■ **GIVEN DATA**:

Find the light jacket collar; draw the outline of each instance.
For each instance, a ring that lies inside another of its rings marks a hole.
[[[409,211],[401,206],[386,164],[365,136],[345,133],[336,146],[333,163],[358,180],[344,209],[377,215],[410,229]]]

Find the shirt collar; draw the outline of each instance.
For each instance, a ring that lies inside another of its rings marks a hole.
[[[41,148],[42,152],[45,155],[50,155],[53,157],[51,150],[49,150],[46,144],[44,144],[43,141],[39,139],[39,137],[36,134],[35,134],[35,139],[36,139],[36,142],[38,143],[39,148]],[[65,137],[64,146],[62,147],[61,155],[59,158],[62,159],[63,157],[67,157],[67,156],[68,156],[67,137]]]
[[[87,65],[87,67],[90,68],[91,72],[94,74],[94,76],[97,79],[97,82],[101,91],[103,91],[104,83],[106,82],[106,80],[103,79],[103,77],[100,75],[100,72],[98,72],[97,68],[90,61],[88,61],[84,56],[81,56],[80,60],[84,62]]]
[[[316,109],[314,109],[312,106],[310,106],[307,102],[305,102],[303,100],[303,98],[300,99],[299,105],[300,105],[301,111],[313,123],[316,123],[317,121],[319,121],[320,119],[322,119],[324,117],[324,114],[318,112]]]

■ **WHAT IS NEEDED**:
Copy out every line of the records above word for word.

■ **EXERCISE RESPONSE**:
Find the light jacket collar; draw the outline of each instance.
For each instance, a ring that lies inside another of its rings marks a hole.
[[[409,211],[401,206],[386,164],[365,136],[345,133],[336,146],[333,163],[358,180],[344,209],[377,215],[410,229]]]

Find the shirt collar; draw the outline of each instance.
For each instance, a ring that lies inside another of its rings marks a hole.
[[[41,148],[42,152],[45,155],[50,155],[53,157],[51,150],[49,150],[46,144],[44,144],[43,141],[39,139],[39,137],[36,134],[35,134],[35,139],[36,139],[36,142],[38,143],[39,148]],[[65,137],[64,146],[62,147],[61,155],[59,158],[62,159],[63,157],[67,157],[67,156],[68,156],[67,137]]]
[[[87,65],[87,67],[90,68],[91,72],[94,74],[94,76],[97,79],[97,82],[101,91],[103,91],[104,83],[106,82],[106,80],[103,79],[103,77],[100,75],[100,72],[98,72],[97,68],[90,61],[88,61],[84,56],[81,56],[80,60],[84,62]]]
[[[316,109],[314,109],[312,106],[310,106],[307,102],[305,102],[303,100],[303,98],[300,99],[299,105],[300,105],[301,111],[313,123],[316,123],[317,121],[319,121],[320,119],[322,119],[324,117],[324,114],[318,112]]]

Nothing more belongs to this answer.